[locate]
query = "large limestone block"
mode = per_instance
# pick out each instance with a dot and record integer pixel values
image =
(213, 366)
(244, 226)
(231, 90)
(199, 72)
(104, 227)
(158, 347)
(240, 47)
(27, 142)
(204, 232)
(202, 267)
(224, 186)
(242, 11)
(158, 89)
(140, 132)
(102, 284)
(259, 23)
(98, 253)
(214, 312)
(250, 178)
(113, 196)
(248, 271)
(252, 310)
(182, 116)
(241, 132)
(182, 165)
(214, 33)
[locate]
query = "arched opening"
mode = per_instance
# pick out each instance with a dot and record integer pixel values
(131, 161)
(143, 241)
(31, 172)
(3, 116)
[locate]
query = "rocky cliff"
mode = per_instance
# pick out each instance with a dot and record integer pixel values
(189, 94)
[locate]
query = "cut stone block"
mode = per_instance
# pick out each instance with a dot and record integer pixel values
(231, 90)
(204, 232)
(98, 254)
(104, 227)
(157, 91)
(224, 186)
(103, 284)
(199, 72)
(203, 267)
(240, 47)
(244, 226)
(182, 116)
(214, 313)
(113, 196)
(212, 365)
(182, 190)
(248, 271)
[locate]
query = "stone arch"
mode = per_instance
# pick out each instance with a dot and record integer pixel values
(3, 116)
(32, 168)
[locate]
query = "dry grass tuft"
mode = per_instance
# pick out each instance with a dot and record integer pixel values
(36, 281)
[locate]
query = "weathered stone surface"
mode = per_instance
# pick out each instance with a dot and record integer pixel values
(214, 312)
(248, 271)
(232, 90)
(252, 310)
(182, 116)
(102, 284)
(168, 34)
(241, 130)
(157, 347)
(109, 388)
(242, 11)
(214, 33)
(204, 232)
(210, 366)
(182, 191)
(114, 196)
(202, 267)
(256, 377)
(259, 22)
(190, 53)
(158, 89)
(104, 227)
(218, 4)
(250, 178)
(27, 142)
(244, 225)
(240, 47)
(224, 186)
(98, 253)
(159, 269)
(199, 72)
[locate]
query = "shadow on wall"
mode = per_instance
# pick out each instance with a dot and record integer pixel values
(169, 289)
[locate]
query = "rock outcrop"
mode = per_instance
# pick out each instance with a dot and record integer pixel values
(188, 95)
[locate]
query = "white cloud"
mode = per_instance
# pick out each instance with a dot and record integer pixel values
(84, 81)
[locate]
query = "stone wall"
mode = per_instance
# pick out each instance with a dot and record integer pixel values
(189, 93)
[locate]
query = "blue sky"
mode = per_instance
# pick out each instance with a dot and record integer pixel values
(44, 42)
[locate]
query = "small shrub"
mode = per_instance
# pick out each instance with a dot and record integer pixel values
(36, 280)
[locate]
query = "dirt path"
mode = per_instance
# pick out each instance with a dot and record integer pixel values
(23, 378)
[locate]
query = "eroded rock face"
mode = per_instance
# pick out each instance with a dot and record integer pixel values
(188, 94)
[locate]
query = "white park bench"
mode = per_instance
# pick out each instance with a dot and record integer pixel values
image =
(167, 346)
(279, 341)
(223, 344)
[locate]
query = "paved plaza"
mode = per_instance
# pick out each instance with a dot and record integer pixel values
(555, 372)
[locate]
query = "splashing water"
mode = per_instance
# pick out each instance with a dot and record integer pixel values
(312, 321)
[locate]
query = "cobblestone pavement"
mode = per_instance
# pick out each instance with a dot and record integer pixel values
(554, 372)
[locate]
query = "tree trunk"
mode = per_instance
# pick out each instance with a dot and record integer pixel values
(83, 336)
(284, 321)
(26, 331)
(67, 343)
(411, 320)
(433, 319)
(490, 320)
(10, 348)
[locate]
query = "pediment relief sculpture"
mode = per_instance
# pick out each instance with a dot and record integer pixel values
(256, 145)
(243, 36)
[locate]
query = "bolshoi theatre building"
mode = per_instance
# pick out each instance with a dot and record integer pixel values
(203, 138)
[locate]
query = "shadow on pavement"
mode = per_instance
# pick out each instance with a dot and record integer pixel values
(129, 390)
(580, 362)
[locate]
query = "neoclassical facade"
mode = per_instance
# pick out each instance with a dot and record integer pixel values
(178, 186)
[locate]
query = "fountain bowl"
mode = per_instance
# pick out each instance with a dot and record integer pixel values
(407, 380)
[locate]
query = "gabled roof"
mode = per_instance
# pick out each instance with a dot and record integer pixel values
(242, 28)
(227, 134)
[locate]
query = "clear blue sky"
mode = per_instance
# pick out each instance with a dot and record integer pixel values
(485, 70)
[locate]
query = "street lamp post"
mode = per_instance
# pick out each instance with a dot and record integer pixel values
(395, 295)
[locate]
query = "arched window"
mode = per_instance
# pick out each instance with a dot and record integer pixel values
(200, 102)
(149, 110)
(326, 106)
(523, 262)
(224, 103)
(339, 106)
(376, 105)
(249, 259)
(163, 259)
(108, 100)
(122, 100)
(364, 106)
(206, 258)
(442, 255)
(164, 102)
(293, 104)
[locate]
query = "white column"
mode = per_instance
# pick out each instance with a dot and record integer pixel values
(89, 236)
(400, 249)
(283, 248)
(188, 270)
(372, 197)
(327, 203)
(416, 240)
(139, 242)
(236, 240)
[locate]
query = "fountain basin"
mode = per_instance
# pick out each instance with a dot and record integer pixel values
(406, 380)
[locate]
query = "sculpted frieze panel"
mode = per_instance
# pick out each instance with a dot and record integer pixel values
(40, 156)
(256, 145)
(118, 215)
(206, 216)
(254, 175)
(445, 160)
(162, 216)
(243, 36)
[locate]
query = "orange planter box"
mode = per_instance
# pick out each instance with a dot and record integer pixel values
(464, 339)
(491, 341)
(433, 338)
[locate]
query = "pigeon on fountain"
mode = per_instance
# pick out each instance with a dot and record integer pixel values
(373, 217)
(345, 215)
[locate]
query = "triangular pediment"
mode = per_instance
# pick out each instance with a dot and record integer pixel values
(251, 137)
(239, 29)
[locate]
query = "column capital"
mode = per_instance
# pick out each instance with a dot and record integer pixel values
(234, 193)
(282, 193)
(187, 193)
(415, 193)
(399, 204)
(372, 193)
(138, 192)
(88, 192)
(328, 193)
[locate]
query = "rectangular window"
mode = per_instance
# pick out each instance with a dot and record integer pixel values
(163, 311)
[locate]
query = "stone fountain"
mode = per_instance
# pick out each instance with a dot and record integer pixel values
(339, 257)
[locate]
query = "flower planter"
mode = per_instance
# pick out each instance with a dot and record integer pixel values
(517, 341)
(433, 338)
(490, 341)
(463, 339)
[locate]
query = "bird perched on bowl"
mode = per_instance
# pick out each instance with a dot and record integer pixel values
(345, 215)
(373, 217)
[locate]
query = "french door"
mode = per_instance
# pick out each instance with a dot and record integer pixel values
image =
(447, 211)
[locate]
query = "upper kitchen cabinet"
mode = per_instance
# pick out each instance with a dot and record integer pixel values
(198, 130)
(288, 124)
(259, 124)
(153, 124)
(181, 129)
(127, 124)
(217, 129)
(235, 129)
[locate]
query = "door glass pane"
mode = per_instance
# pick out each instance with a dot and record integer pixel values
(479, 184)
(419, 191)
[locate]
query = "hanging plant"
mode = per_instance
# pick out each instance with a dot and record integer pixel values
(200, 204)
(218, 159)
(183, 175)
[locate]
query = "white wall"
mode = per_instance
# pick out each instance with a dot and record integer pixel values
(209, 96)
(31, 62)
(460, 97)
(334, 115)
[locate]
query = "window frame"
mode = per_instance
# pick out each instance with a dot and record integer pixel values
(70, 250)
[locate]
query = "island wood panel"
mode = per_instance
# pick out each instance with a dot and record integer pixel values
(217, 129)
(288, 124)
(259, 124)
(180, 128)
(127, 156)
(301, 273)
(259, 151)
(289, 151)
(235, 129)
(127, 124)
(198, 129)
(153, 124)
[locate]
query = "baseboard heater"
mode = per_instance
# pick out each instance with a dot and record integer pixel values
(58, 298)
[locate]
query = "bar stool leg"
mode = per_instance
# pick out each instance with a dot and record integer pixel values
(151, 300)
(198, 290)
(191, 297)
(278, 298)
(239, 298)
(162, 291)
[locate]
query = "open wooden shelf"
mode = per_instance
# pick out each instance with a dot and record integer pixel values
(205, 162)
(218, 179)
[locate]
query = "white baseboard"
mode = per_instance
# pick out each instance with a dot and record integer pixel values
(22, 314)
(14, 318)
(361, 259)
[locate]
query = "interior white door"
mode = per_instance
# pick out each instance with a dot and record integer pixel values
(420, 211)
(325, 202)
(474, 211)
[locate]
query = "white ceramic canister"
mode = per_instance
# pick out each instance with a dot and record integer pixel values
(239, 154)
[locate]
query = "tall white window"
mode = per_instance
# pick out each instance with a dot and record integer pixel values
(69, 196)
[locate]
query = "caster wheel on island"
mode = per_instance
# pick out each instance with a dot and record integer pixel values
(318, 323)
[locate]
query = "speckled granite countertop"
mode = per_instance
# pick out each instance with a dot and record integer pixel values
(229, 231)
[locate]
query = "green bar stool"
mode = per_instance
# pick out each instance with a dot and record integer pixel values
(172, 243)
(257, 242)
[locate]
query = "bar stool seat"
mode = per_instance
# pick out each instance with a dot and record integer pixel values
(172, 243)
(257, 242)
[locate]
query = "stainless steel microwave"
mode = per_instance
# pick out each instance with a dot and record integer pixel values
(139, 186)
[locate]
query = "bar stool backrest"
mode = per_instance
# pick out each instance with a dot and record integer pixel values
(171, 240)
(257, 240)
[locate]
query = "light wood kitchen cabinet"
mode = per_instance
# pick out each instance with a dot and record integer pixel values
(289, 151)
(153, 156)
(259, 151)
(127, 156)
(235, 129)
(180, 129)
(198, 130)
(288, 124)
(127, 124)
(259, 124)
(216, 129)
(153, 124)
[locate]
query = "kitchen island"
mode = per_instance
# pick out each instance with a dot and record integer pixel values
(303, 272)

══════

**Task instructions**
Tally the lines in the entries above that contain the word "pavement". Reply with that number alone.

**Result**
2